Some lines of these records may hold the word "signboard"; state how many, using only the number.
-------- Supplied data
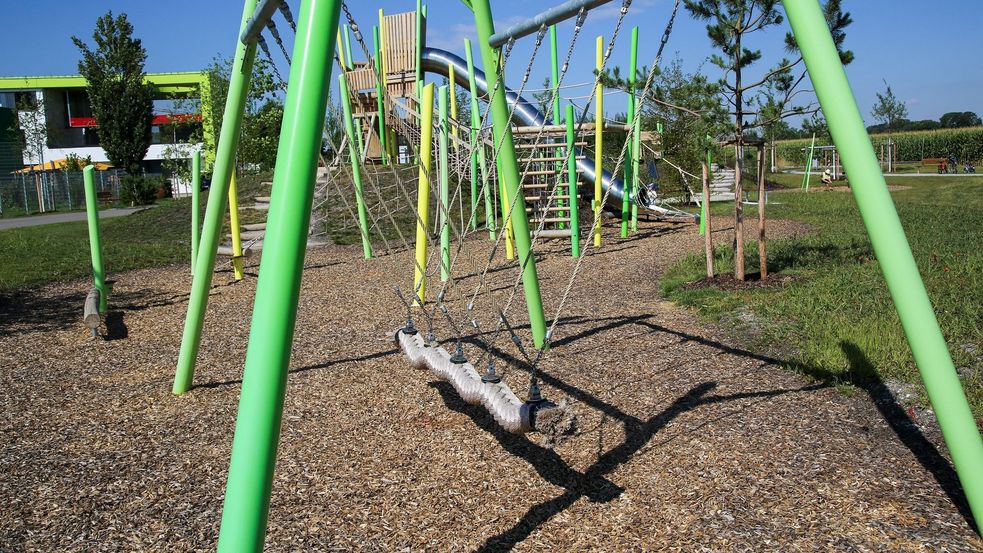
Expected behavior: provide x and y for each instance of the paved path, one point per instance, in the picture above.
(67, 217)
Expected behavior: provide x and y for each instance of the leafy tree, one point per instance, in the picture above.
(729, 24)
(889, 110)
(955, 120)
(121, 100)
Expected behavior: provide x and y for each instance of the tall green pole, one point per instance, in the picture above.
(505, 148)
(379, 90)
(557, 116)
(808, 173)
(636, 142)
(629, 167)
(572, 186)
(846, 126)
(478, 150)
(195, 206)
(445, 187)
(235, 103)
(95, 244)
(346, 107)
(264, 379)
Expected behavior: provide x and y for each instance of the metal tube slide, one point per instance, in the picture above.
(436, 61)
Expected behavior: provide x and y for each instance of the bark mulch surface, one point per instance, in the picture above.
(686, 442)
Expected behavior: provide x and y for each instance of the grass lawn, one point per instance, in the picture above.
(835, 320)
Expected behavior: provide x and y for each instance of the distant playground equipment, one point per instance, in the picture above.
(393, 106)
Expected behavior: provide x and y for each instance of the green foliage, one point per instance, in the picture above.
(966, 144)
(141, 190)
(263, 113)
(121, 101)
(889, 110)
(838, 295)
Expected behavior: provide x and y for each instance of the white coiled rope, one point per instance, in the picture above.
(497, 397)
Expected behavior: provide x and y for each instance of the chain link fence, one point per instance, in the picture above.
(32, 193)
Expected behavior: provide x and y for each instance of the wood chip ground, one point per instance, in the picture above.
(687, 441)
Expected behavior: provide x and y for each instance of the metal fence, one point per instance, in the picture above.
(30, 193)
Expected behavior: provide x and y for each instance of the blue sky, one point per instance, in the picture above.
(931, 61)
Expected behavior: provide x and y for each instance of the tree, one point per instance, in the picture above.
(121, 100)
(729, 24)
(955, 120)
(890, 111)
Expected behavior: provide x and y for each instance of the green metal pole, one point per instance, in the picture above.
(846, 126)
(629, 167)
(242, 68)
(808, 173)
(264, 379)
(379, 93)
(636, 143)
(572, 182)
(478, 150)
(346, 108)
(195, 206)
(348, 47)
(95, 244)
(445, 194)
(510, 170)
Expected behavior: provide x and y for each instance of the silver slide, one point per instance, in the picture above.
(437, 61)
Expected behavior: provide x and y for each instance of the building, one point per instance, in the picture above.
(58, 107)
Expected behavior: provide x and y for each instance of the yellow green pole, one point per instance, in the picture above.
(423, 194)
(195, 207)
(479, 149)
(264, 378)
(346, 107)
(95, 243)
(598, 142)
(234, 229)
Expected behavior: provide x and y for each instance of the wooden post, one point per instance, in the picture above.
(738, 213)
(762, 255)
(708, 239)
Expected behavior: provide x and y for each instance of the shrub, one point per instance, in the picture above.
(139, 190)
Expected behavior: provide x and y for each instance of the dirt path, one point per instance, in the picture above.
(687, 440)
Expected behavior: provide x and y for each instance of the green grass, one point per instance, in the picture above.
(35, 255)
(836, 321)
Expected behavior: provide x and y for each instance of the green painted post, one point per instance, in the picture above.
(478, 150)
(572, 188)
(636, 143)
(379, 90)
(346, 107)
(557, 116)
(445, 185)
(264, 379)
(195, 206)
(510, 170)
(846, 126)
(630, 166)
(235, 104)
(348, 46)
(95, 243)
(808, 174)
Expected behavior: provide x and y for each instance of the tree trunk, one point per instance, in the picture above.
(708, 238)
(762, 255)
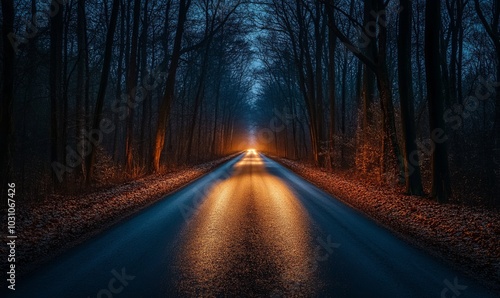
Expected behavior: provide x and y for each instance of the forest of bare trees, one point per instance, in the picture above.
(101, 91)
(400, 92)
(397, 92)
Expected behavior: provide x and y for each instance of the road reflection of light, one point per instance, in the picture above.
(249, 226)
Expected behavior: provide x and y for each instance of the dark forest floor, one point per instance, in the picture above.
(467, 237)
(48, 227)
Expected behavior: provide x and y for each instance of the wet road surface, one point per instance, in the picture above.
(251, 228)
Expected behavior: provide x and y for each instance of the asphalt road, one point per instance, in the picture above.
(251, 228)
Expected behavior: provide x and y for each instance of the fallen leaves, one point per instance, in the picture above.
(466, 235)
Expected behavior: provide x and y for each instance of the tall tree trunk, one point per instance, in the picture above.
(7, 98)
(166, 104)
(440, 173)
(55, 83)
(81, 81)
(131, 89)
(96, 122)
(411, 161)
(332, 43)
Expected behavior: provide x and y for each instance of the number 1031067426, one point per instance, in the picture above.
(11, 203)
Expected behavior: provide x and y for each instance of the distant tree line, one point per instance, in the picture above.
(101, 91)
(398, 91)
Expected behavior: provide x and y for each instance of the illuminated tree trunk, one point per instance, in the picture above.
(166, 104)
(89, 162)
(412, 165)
----------------
-------- Supplied data
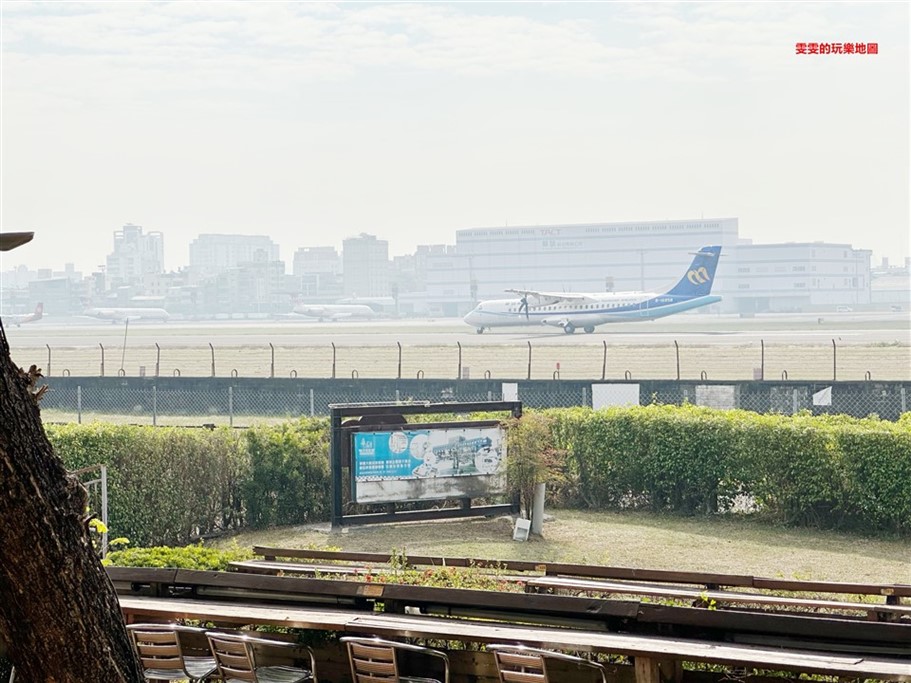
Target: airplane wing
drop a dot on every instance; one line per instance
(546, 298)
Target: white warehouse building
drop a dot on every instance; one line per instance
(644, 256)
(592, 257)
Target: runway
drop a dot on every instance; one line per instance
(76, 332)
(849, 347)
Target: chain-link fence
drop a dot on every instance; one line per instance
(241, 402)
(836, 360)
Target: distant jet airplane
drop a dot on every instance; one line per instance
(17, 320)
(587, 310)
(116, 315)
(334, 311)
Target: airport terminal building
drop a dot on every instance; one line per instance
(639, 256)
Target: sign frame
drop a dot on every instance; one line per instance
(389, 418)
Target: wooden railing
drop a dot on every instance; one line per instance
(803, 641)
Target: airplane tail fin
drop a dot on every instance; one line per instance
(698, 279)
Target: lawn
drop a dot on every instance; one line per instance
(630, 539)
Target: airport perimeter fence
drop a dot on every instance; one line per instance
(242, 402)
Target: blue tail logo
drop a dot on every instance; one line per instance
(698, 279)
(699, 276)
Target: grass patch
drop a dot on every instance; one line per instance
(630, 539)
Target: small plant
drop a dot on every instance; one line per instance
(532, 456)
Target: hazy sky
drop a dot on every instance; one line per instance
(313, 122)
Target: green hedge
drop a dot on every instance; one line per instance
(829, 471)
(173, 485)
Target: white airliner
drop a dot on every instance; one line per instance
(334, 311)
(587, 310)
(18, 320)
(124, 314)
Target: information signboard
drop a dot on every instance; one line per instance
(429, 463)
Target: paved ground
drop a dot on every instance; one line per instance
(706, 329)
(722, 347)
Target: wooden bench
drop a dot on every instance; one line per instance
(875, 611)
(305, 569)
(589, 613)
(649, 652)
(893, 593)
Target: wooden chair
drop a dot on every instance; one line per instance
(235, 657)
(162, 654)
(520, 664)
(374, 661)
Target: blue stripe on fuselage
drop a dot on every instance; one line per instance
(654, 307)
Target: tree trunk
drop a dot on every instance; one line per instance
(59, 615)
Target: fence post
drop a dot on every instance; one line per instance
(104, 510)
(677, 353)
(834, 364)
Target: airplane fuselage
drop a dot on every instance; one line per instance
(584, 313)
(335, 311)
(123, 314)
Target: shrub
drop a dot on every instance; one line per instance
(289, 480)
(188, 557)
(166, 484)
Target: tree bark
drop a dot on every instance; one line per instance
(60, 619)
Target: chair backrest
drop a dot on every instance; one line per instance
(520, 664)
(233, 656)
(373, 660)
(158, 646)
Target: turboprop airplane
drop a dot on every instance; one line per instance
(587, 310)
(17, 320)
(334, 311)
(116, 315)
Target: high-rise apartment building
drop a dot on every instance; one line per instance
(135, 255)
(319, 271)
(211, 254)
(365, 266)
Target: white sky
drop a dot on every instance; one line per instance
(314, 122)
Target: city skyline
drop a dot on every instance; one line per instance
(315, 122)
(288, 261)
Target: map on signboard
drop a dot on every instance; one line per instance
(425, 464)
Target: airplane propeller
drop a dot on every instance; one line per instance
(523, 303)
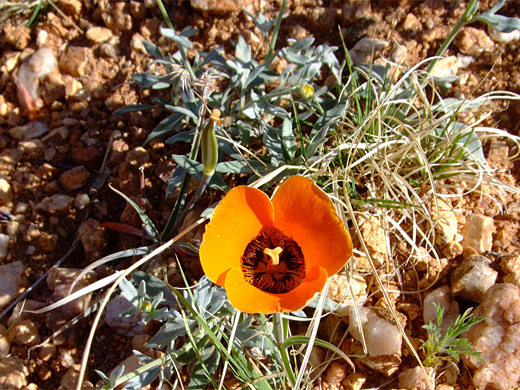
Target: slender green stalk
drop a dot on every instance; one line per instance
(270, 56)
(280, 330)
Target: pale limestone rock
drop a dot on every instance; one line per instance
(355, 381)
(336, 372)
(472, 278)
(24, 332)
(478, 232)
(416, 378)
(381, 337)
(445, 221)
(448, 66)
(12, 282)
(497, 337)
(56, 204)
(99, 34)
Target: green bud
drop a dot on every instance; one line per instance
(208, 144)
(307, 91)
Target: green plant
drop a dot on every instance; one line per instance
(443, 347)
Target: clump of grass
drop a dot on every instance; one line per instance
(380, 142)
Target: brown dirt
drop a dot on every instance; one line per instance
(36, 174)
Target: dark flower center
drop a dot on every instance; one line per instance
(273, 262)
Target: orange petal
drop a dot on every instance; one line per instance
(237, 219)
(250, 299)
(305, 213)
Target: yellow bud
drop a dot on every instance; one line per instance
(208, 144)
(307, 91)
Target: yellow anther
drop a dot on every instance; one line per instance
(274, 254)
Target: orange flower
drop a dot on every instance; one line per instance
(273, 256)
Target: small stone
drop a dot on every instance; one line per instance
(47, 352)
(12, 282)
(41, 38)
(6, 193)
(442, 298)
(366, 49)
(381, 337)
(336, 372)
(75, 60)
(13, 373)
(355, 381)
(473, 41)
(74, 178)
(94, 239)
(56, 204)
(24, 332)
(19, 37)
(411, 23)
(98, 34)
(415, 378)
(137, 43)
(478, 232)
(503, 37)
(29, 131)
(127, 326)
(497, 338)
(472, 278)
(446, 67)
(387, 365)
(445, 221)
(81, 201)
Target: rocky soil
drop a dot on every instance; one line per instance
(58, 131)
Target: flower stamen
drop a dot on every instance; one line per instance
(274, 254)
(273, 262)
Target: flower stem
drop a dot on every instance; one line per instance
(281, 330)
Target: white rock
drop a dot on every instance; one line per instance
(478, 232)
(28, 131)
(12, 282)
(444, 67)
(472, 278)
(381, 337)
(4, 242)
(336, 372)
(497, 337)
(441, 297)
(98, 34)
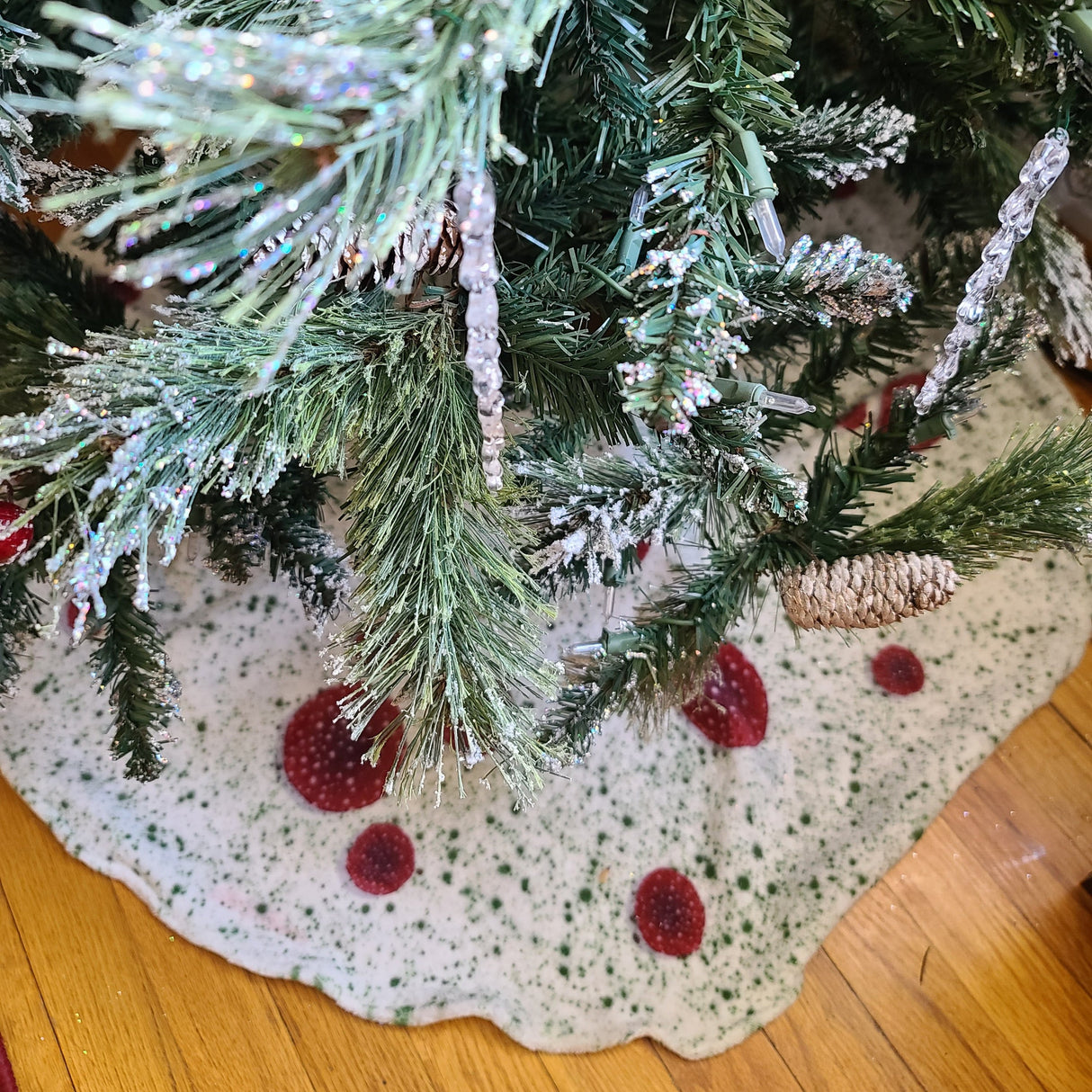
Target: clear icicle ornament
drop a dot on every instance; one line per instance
----------------
■ **Answer section**: 2